## DATA TO EXAMINE
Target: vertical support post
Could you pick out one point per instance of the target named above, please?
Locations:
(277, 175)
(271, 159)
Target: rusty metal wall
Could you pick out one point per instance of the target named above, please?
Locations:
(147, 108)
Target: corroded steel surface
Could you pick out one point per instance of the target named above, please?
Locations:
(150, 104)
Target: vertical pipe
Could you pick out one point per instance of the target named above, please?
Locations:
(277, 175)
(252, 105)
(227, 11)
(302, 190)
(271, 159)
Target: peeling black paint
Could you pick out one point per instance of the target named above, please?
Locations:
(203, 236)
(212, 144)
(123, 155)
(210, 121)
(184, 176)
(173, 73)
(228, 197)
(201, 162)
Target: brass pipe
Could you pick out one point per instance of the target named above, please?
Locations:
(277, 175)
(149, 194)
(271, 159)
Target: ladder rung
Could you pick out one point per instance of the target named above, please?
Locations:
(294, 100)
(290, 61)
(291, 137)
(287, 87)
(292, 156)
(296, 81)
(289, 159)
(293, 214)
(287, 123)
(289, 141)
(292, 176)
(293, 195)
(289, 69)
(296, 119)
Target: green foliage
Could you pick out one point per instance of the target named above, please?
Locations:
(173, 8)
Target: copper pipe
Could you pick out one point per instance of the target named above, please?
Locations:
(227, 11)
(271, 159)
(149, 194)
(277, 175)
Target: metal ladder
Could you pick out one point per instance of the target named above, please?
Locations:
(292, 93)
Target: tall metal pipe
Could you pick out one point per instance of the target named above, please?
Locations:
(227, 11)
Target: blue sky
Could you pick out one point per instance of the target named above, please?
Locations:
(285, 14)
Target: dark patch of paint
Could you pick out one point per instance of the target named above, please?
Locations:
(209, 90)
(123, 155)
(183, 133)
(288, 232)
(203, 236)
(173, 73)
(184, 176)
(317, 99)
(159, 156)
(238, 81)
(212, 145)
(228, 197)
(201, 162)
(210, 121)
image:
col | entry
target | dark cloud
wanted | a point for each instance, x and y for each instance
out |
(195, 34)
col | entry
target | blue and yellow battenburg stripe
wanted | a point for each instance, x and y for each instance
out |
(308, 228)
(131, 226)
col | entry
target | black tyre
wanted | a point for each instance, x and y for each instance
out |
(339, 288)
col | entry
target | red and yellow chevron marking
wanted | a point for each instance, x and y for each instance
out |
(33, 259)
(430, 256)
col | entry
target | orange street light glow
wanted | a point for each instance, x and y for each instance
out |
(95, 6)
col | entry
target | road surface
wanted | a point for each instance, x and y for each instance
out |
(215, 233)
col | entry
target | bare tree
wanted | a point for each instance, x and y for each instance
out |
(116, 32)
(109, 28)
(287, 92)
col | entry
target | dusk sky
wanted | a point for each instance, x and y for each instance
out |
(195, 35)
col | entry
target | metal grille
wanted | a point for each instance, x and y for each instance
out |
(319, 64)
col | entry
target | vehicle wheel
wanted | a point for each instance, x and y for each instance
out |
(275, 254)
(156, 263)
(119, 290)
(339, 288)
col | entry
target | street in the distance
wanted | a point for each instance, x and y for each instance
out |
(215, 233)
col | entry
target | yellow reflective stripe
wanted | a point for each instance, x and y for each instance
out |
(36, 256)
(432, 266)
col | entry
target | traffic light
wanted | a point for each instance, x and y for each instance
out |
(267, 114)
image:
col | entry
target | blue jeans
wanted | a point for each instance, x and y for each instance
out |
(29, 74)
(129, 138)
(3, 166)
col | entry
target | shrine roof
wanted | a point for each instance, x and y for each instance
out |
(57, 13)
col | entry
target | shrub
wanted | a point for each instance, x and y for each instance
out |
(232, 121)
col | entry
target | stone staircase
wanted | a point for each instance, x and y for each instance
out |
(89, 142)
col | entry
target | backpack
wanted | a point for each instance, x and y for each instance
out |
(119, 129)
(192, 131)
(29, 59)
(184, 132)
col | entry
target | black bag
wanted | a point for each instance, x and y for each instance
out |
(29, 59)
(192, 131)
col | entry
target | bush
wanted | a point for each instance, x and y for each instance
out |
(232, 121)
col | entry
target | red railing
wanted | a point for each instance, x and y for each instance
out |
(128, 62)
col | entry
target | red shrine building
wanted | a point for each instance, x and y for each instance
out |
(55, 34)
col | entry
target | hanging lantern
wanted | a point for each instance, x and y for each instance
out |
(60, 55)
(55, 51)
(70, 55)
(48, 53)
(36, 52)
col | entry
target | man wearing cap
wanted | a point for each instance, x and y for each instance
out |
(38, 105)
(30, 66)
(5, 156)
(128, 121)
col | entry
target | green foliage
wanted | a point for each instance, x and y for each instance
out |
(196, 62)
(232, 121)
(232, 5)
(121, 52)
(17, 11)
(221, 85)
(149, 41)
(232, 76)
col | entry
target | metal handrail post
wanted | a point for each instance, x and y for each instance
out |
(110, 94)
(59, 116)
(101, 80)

## ASSIGNED TASK
Would you copy the entire listing exactly, missing nothing?

## WRITTEN RESPONSE
Target: vertical support post
Could you pick out one point per instance of the target named above, please?
Locations:
(277, 175)
(271, 159)
Target: rusty metal wall
Could you pick out one point per instance of the target named above, please?
Locations:
(147, 108)
Target: corroded steel surface
Could you pick out one point per instance of the target named above, please?
Locations:
(150, 104)
Target: vertical pipe
Could you pick out one point per instance of the target named above, please?
Locations:
(277, 175)
(252, 105)
(227, 11)
(302, 190)
(271, 159)
Target: peeling black paint
Could you pick out one point per instance of the target named above, please?
Locations:
(203, 236)
(212, 144)
(123, 155)
(210, 121)
(184, 176)
(173, 73)
(228, 197)
(201, 162)
Target: brass pipe
Could you pick out one point per instance of the target named above, please?
Locations:
(277, 175)
(149, 194)
(271, 159)
Target: ladder rung
Could you pick out one point per instance of the target named above, please?
Locations:
(294, 100)
(290, 61)
(291, 137)
(287, 87)
(292, 156)
(296, 81)
(289, 159)
(293, 214)
(287, 123)
(289, 141)
(292, 176)
(293, 195)
(289, 69)
(296, 119)
Target: green foliage
Could you pick out one point per instance of the target named above, please?
Locations:
(173, 8)
Target: copper pipe
Could you pick out one point per instance of the target named above, please?
Locations:
(227, 11)
(271, 159)
(149, 194)
(277, 175)
Target: metal ladder
Could you pick out one point per instance of the target named above, please?
Locations:
(292, 93)
Target: tall metal pipe
Could you pick out one point per instance of the target named above, please?
Locations:
(227, 11)
Target: blue sky
Could you pick out one point per instance of the target named above, please?
Locations:
(285, 14)
Target: dark patch of paint
Could you pick out one point per instance of the target named above, please?
Locations:
(209, 90)
(123, 155)
(183, 133)
(288, 232)
(203, 236)
(173, 73)
(184, 176)
(317, 99)
(159, 156)
(238, 81)
(212, 145)
(228, 197)
(201, 162)
(210, 121)
image:
col | entry
target | dark cloud
wanted | a point for each instance, x and y for each instance
out |
(195, 34)
col | entry
target | blue and yellow battenburg stripe
wanted | a point for each instance, x and y for each instance
out |
(308, 228)
(131, 226)
col | entry
target | black tyre
wanted | a point for each instance, x and y for each instance
out |
(339, 288)
col | entry
target | red and yellow chevron marking
wanted | a point for each instance, x and y for each instance
out |
(33, 259)
(430, 256)
col | entry
target | orange street light glow
wanted | a point for each instance, x and y for each instance
out |
(95, 6)
col | entry
target | road surface
wanted | a point for each instance, x and y for each instance
out |
(215, 233)
col | entry
target | bare tree
wanted | a point for each instance, x and y for each instance
out |
(116, 32)
(109, 28)
(287, 92)
col | entry
target | dusk sky
wanted | a point for each instance, x and y for each instance
out |
(195, 35)
col | entry
target | metal grille
wanted | a point for each instance, x and y for each instance
out |
(319, 64)
col | entry
target | vehicle wheel
wanted | a point for each instance, x and y for each instance
out |
(275, 254)
(156, 263)
(119, 290)
(339, 288)
col | entry
target | street in the distance
wanted | a point for each instance, x and y for each instance
out |
(215, 233)
col | entry
target | yellow reflective stripe
wanted | a point for each instance, x and y for each instance
out |
(36, 256)
(432, 266)
col | entry
target | traffic light
wanted | a point for each instance, x and y for each instance
out |
(267, 114)
image:
col | entry
target | blue jeans
wanted | a point for each instance, x and y for each instance
out |
(29, 74)
(129, 138)
(3, 166)
col | entry
target | shrine roof
wanted | a point for each instance, x and y for each instance
out |
(57, 13)
col | entry
target | shrub
wanted | a point for each instance, x and y for each instance
out |
(232, 121)
col | entry
target | stone staircase
wanted | a point for each instance, x and y for each instance
out |
(89, 142)
col | entry
target | backpack
wanted | a point for each instance, x and y for each instance
out |
(119, 129)
(192, 131)
(29, 59)
(184, 132)
col | entry
target | black bag
wanted | a point for each instance, x and y for each instance
out |
(29, 59)
(192, 131)
col | entry
target | bush
wanted | a point for each instance, x and y for each instance
out |
(232, 121)
col | entry
target | red railing
wanted | a point for each instance, x and y for each instance
out |
(128, 62)
col | entry
target | red shrine building
wanted | a point for each instance, x and y for each instance
out |
(55, 34)
col | entry
target | hanging lantern
wanted | a point for each instance, x and y for each instance
out |
(60, 55)
(55, 51)
(70, 55)
(48, 53)
(36, 52)
col | entry
target | man wearing cap
wanted | a point for each instance, x and y for each instance
out |
(38, 105)
(30, 66)
(5, 156)
(128, 121)
col | entry
target | green foliage
wanted | a point for each instance, x and y for each instance
out |
(196, 62)
(232, 121)
(232, 5)
(121, 52)
(17, 11)
(221, 85)
(149, 41)
(232, 76)
col | entry
target | metal handrail post
wanted | a point for each instance, x and y for each instance
out |
(110, 94)
(59, 116)
(101, 80)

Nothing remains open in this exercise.